→ **YOUR ASSIGNMENT**
A word-for-word restatement of every entry is what is needed here.

→ **DATASET CONTENT**
━━━━━━━━━━━━━━━━━━━━

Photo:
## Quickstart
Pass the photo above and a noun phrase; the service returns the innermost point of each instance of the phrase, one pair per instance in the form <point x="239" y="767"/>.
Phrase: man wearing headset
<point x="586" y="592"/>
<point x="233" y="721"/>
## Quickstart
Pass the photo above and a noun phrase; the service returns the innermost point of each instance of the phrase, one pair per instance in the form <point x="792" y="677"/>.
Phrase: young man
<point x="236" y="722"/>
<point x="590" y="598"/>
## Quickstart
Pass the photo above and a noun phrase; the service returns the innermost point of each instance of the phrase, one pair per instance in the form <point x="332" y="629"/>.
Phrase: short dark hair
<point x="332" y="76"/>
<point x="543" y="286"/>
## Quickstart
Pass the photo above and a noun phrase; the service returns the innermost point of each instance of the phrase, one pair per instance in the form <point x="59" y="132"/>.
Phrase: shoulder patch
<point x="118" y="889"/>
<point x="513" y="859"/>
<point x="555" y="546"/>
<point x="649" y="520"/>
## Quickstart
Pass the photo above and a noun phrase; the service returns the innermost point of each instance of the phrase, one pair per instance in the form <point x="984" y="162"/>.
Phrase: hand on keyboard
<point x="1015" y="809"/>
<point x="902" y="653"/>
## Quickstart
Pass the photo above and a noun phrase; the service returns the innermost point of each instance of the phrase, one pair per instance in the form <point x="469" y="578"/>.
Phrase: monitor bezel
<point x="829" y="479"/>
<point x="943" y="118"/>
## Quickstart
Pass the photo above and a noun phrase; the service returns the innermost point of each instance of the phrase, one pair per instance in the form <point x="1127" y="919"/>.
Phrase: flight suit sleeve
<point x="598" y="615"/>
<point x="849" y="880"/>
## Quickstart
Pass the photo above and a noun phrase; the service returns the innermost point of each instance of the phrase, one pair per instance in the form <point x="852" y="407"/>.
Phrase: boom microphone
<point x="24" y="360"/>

━━━━━━━━━━━━━━━━━━━━

→ **EXERCISE SOLUTION**
Photo:
## Quickstart
Pass the photo above and a noun phrase; the service returns the innermost point of each instance of the phrase, one pair per instance in the form <point x="239" y="767"/>.
Phrase: man wearing headset
<point x="586" y="592"/>
<point x="233" y="721"/>
## Quickstart
Pass the photo above and a noun phrase; the service returns the innermost point of each instance of the phrase, one pair per instance in the form <point x="792" y="677"/>.
Phrase: young man
<point x="236" y="722"/>
<point x="590" y="598"/>
## Quickstart
Pass the photo above and a noun phrase; the service returns the innermost point of each instance of the phrase, one pair per instance in the form <point x="332" y="629"/>.
Phrase: short dark hair
<point x="332" y="76"/>
<point x="543" y="286"/>
## Quickstart
Pass the photo above and a noun phrase; the service returns the innermost point of each instance of the phrase, one pair per instance in the form <point x="59" y="132"/>.
Phrase: shoulder patch
<point x="118" y="889"/>
<point x="513" y="859"/>
<point x="555" y="546"/>
<point x="649" y="520"/>
## Quickstart
Pass the photo above and a noun phrase; the service returns the innermost point of each instance of the phrase, one pair per instance in the form <point x="984" y="162"/>.
Phrase: hand on keyboard
<point x="1015" y="809"/>
<point x="902" y="653"/>
## Quickstart
Pass the photo above and a noun phrase; the service returns the innermost point of each instance of the phrase, one pair per instance in the form <point x="469" y="578"/>.
Phrase: monitor bezel
<point x="829" y="479"/>
<point x="943" y="118"/>
## Quickstart
Pass the photo above and a noun phrase; the service returns the innermost point of each instance of the phrase, one pair per instance in the form <point x="1127" y="919"/>.
Phrase: flight suit sleeve
<point x="598" y="615"/>
<point x="849" y="880"/>
## Quickstart
Pass the photo above and a noun phrase; the service returns the innermost point of each instance of the phrase, one pair per instance in the form <point x="852" y="407"/>.
Phrase: boom microphone
<point x="24" y="360"/>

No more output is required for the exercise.